** Opening Records shown block **

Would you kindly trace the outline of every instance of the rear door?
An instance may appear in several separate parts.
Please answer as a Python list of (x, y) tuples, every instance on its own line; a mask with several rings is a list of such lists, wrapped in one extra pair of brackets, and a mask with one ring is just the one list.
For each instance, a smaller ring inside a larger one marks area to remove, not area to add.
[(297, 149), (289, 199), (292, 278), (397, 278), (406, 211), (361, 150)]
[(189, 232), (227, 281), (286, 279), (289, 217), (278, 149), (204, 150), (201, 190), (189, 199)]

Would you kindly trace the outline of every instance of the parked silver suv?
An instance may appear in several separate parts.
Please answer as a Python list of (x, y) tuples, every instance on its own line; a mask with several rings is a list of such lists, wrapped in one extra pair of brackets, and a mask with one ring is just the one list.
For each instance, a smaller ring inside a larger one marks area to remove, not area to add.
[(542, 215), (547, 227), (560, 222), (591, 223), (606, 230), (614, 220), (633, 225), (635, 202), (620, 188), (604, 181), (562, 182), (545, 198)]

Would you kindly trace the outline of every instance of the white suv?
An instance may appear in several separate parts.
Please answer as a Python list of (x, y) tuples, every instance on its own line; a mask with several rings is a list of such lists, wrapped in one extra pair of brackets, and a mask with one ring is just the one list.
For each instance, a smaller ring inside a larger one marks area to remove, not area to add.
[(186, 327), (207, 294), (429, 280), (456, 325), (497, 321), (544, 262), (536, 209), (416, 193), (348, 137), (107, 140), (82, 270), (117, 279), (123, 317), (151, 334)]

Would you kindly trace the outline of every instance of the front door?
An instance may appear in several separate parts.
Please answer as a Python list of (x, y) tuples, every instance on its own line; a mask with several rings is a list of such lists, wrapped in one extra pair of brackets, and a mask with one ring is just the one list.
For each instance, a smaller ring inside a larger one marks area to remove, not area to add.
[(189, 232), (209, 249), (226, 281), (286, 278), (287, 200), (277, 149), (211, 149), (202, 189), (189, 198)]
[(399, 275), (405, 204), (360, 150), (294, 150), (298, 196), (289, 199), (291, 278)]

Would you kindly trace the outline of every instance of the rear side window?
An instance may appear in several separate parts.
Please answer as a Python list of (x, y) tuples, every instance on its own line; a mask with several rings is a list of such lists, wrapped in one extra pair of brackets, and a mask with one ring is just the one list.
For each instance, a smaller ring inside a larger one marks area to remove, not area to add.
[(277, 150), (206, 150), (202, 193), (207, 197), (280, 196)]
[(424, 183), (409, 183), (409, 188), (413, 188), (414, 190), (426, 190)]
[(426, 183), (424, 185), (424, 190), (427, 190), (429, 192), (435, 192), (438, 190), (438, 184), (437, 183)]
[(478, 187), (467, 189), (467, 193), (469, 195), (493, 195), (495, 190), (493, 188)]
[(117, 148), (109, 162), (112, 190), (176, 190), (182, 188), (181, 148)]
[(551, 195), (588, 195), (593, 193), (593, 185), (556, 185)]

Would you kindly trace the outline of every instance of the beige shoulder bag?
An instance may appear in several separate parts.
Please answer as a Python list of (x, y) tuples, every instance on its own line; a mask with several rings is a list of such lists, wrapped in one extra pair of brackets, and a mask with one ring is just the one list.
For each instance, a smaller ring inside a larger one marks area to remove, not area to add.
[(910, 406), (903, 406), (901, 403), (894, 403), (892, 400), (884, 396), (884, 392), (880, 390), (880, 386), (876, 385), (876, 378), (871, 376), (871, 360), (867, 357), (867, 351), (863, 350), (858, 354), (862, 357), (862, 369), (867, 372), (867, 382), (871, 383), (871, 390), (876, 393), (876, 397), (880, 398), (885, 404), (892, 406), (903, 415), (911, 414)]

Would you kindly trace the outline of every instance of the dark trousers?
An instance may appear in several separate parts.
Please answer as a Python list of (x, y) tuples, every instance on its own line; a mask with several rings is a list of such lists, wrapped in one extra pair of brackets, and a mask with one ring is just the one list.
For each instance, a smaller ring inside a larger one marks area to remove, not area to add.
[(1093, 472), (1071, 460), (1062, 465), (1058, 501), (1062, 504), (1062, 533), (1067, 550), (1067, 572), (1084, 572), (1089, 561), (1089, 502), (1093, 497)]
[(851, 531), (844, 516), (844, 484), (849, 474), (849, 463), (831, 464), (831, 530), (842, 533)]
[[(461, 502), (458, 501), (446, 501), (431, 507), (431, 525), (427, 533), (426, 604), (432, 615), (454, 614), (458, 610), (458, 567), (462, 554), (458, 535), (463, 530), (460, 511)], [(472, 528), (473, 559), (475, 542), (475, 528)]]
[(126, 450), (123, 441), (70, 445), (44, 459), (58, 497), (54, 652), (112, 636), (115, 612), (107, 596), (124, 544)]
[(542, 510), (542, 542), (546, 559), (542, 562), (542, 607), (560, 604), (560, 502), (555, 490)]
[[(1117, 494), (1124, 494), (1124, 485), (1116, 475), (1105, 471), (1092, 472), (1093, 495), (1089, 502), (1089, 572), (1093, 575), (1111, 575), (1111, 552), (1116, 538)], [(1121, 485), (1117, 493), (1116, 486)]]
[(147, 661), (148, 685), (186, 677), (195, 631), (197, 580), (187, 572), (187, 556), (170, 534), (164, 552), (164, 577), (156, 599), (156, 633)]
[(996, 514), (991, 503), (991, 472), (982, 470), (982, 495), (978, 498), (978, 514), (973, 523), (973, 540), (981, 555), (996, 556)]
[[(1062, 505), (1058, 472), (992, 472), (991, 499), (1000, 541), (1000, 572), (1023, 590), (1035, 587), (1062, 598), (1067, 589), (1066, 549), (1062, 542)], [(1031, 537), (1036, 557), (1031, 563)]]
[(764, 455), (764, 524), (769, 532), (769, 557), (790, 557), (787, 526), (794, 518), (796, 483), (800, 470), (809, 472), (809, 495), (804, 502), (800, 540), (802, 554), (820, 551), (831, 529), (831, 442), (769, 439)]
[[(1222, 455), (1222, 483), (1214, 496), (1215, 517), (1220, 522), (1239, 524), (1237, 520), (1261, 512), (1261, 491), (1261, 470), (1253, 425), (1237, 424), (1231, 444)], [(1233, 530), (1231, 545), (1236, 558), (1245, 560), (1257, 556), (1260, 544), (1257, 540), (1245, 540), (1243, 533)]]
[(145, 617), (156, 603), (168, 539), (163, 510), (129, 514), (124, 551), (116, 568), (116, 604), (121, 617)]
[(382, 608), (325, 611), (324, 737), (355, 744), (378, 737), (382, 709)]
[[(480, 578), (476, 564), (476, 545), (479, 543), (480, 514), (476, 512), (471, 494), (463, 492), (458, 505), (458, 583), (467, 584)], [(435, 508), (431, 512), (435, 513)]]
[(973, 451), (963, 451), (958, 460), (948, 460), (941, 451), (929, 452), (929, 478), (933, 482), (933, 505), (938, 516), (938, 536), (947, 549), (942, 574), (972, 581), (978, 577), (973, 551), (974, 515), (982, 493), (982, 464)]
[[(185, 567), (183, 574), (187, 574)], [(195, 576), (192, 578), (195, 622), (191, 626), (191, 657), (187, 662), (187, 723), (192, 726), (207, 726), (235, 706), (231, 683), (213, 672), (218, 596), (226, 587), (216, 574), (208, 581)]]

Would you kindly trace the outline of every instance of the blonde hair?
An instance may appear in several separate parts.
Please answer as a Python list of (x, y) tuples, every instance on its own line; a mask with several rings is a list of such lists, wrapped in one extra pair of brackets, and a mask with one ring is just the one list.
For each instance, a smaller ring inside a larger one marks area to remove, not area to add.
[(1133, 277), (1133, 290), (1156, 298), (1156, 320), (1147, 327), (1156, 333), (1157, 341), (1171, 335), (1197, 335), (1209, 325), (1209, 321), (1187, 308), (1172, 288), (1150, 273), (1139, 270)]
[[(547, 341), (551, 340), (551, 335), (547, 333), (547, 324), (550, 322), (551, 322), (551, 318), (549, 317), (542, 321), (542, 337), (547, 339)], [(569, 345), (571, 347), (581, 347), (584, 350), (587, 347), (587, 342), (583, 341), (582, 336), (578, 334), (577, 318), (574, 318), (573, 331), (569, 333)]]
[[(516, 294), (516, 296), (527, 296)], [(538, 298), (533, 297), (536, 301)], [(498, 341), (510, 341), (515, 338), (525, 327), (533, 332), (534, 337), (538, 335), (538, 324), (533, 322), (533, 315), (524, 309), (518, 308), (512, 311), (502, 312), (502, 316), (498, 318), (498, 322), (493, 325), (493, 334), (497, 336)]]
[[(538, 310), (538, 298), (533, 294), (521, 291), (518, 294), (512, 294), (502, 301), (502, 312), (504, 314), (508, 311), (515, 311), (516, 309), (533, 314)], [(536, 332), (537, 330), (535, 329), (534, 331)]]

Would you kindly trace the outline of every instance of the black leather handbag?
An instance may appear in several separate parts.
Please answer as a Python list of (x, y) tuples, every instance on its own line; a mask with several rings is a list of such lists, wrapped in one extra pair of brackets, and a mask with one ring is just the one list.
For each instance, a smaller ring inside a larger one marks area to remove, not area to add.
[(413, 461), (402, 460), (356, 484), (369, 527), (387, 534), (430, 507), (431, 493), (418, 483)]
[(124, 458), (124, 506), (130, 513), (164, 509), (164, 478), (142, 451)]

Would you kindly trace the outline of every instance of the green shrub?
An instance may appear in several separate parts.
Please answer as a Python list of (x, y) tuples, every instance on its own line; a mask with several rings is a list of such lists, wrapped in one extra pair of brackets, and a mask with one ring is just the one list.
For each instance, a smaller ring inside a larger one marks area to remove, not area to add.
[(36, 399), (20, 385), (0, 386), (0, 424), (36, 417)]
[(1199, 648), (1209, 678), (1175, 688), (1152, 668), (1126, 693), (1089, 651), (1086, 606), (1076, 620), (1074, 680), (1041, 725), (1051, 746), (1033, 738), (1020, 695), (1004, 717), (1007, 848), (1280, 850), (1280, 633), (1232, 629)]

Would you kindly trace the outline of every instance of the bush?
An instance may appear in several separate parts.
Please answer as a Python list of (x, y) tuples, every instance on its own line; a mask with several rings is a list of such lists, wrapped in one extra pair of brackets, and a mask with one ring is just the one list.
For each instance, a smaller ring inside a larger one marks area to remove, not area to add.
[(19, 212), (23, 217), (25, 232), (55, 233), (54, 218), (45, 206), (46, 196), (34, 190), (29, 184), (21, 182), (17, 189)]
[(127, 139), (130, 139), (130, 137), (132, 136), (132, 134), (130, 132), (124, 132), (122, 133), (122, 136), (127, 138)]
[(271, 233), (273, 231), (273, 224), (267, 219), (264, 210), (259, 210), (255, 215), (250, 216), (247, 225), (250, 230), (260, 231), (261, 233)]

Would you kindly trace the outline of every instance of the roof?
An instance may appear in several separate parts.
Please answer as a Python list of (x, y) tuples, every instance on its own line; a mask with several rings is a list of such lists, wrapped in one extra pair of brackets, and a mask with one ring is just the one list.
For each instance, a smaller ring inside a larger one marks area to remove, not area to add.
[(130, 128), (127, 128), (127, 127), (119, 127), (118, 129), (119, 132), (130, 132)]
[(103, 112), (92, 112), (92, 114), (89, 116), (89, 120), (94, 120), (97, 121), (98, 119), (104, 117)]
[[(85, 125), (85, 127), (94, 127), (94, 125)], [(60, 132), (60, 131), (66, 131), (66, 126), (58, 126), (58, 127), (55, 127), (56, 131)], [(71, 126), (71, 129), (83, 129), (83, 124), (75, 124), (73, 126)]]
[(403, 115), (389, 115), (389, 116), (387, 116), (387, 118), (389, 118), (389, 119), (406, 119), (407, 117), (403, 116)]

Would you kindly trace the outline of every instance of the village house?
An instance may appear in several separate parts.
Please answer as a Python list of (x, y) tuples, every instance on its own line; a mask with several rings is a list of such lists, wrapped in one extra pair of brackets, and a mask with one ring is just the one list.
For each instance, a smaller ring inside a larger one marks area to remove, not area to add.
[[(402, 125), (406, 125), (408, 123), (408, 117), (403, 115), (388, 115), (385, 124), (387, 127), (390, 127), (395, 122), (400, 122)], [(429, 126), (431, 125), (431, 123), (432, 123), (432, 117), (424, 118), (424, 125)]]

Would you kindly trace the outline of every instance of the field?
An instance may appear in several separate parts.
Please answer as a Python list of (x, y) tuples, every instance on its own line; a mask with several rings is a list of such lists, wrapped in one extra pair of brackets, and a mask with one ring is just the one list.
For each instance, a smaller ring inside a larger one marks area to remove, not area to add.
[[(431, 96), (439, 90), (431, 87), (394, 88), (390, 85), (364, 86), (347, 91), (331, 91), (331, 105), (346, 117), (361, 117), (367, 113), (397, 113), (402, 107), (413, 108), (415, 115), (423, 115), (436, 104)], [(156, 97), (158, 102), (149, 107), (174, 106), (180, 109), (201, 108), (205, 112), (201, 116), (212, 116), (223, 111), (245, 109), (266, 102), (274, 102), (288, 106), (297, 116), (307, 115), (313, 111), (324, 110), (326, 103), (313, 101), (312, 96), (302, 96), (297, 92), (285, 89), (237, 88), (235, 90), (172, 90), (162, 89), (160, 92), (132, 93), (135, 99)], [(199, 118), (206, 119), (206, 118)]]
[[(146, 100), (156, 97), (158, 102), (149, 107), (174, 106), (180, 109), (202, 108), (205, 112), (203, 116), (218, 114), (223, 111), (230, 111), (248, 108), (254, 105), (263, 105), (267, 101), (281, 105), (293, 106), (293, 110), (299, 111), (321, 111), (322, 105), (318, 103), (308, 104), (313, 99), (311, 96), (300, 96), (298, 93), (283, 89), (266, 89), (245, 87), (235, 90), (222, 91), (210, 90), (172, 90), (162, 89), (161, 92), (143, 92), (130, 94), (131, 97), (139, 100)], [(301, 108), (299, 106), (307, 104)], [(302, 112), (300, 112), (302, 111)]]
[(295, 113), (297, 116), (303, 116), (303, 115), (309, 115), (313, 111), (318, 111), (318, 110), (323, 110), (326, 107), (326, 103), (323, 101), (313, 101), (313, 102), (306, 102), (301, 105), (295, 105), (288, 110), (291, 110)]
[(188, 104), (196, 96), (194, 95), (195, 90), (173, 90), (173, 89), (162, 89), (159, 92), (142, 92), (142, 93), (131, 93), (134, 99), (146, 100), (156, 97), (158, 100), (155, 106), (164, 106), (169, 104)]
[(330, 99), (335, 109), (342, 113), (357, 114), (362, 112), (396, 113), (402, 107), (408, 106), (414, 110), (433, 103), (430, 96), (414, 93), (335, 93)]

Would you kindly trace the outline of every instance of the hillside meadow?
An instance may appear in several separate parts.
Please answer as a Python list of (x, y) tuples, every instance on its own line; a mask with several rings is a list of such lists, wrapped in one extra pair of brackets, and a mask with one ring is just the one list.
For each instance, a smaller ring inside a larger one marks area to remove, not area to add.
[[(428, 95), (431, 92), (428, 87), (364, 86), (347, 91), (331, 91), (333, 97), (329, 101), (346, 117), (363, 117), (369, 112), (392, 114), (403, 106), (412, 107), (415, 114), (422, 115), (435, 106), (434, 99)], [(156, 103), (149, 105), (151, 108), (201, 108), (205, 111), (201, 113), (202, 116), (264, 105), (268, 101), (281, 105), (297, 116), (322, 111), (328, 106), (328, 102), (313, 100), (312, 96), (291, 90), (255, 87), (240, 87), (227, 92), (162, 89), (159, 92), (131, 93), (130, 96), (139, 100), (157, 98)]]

** Closing Records shown block **

Assignment:
Note down each line above where the word "door" occurs.

Your response:
Would you kindly trace the outline of every instance of the rear door?
Would you kindly trace the outline of every instance of the front door?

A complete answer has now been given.